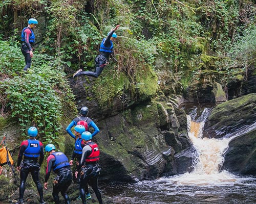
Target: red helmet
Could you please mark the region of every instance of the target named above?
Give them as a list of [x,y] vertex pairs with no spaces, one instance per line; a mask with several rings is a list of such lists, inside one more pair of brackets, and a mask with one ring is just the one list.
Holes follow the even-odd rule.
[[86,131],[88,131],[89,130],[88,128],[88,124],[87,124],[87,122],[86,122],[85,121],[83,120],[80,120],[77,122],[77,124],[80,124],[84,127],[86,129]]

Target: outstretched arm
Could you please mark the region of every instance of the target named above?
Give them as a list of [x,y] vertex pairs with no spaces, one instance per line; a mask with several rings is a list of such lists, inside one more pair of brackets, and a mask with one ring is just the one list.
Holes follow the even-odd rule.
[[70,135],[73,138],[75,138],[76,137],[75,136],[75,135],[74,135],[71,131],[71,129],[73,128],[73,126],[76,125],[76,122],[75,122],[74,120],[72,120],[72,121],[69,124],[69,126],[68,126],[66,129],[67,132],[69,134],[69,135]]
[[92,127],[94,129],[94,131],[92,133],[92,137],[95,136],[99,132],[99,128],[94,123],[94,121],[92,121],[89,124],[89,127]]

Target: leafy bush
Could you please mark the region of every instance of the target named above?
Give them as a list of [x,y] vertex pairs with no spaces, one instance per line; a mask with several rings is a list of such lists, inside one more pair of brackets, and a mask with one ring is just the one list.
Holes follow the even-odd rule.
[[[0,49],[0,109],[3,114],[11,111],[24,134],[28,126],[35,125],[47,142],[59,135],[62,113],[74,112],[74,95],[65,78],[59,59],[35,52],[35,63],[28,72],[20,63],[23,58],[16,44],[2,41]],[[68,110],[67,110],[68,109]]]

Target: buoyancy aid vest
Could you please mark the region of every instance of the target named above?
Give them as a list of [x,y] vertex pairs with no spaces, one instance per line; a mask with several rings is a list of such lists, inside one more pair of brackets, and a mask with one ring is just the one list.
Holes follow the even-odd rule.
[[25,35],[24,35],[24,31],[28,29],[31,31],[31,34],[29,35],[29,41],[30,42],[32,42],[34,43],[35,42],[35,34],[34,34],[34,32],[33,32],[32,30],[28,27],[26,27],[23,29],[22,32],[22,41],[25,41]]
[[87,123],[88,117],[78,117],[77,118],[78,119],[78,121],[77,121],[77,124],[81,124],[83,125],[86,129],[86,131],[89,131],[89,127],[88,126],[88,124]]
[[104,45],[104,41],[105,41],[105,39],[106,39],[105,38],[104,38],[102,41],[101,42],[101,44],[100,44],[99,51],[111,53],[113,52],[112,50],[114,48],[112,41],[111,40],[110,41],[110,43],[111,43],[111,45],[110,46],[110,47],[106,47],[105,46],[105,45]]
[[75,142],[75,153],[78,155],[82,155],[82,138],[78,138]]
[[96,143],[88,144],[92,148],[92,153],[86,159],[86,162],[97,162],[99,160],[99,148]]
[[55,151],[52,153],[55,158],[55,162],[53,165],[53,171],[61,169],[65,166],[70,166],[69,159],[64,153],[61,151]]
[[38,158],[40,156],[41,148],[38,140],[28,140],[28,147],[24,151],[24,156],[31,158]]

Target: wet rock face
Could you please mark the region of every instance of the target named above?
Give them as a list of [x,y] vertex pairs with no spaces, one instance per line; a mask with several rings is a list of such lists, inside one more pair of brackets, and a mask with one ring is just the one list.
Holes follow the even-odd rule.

_ _ _ _

[Request] Write out every line of the records above word for word, leaving out the pictures.

[Result for this task]
Target: red helmet
Could you please mark the region of every instance of the target named above?
Give them as a list of [x,y] vertex pairs with no spaces, one instance per line; a mask with several rings is a list of such lists, inside one more pair of brackets, and a mask with one ring is just the one list.
Holes follow the even-odd rule.
[[86,131],[88,131],[89,130],[88,128],[88,124],[87,124],[87,122],[86,122],[85,121],[83,120],[80,120],[77,122],[77,124],[80,124],[84,127],[86,129]]

Target: outstretched arm
Could you please mark the region of every instance of the target named above?
Give them as a list of [x,y] vertex pairs with no spaces, one instance per line; a mask with several rings is a list of such lists, inside one more pair of brackets, and a mask with one ring is just the one list.
Holes follow the even-odd rule.
[[70,135],[73,138],[75,138],[76,137],[75,136],[75,135],[74,135],[71,131],[71,129],[73,128],[73,126],[76,125],[76,122],[75,122],[74,120],[72,120],[72,121],[69,124],[69,126],[68,126],[66,129],[67,132],[69,134],[69,135]]
[[92,127],[94,129],[94,131],[92,133],[92,137],[95,136],[99,132],[99,128],[94,123],[94,121],[92,121],[89,124],[89,127]]

Target: leafy bush
Could you please mark the region of every instance of the target named above?
Give them as a list of [x,y] vertex pairs with no spaces, one instance per line; a mask with several rings is a list of such lists, inside one more pair of brackets, and a mask with one ring is just the one list.
Holes follow the even-odd rule.
[[[0,49],[0,109],[3,114],[11,111],[24,134],[28,126],[35,125],[47,142],[59,135],[62,113],[74,112],[74,95],[65,78],[59,59],[35,52],[35,63],[28,72],[20,63],[23,58],[16,44],[2,41]],[[68,110],[67,110],[68,109]]]

Target: buoyancy aid vest
Could you please mark the region of every instance of the target named above?
Give them as a list of [x,y] vertex pairs with no spaces, one instance per line; a mask with several rings is a list of such lists, inside one more pair of brackets, and a mask with one ring is just the one list.
Holes follow the even-odd rule.
[[25,35],[24,35],[24,31],[28,29],[31,31],[31,34],[29,35],[29,41],[30,42],[32,42],[34,43],[35,42],[35,34],[34,34],[34,32],[33,32],[32,30],[28,27],[26,27],[23,29],[22,32],[22,41],[25,41]]
[[87,123],[88,117],[78,117],[77,118],[78,119],[78,121],[77,121],[77,124],[81,124],[83,125],[86,129],[86,131],[89,131],[89,127],[88,126],[88,124]]
[[104,45],[104,41],[105,41],[105,39],[106,39],[105,38],[104,38],[102,41],[101,42],[101,44],[100,44],[99,51],[111,53],[113,52],[112,50],[114,48],[112,41],[111,40],[110,41],[110,43],[111,43],[111,45],[110,46],[110,47],[106,47],[105,46],[105,45]]
[[75,142],[75,153],[78,155],[82,155],[82,138],[78,138]]
[[96,143],[88,144],[92,148],[92,153],[86,159],[86,162],[97,162],[99,160],[99,148]]
[[55,151],[52,153],[55,158],[55,162],[53,165],[53,171],[61,169],[65,166],[70,166],[69,159],[64,153],[61,151]]
[[38,158],[40,156],[41,148],[38,140],[28,140],[28,147],[24,151],[24,156],[31,158]]

Target: wet rock face
Could you please mark the region of every instance of the target named above?
Give them as a list of [x,y] vertex pairs with no spaces, one instance per line; a mask with several rings is a list of such lists, inside one more pair of brackets, and a mask with one ring is just the one list.
Holes follow the even-odd rule.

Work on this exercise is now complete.